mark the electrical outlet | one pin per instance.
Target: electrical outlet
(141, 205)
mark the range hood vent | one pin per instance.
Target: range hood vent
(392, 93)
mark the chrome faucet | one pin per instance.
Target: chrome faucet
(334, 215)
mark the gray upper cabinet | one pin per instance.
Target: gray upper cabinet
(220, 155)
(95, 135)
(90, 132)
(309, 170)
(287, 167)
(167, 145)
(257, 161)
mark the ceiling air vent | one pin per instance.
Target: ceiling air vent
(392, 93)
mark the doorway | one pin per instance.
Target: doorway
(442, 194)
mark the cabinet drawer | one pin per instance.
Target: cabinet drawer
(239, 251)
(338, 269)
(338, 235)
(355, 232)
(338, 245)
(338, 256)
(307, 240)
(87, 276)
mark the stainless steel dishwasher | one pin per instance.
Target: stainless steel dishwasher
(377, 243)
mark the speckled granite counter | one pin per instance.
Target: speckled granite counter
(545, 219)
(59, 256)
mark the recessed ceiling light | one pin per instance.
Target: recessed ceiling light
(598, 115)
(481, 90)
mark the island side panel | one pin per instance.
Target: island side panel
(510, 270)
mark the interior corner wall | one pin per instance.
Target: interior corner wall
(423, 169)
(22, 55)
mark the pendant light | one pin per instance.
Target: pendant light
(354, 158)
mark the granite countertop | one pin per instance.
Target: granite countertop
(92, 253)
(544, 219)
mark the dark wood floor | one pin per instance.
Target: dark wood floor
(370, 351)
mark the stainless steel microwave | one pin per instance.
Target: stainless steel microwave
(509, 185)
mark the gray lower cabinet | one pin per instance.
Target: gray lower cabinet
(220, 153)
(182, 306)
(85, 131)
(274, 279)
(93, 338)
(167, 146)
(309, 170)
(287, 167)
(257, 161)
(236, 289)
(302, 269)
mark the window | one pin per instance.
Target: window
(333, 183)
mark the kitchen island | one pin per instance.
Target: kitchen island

________

**EXERCISE**
For this exercise, please copy exactly the lines of the material above from its first line through the line where "mark the interior" appears.

**TASK SOLUTION**
mark the electrical outlet | one pin per instance.
Target: electrical outlet
(141, 205)
mark the range hood vent | one pin per instance.
Target: range hood vent
(392, 93)
mark the chrome faucet | one pin per instance.
Target: chrome faucet
(334, 215)
mark the gray upper cabinet | one pin per instance.
Target: gray upper cabinet
(220, 155)
(95, 135)
(90, 132)
(309, 170)
(287, 167)
(167, 145)
(257, 161)
mark the ceiling air vent | one pin per instance.
Target: ceiling air vent
(392, 93)
mark the doorway | one pin per instance.
Target: doorway
(442, 194)
mark the cabinet drawer | one pin per instance.
Target: cabinet drawer
(239, 251)
(338, 269)
(338, 235)
(355, 232)
(338, 245)
(338, 256)
(307, 240)
(87, 276)
mark the stainless steel dishwasher | one pin per instance.
Target: stainless steel dishwasher
(377, 243)
mark the speckled granite counter | one pin per instance.
Target: speckled granite counter
(545, 219)
(59, 256)
mark the recessed ceiling light | one pin per instance.
Target: recessed ceiling light
(598, 115)
(481, 90)
mark the island side panel | one pin per instance.
Target: island side panel
(510, 270)
mark the interior corner wall | one pin per instance.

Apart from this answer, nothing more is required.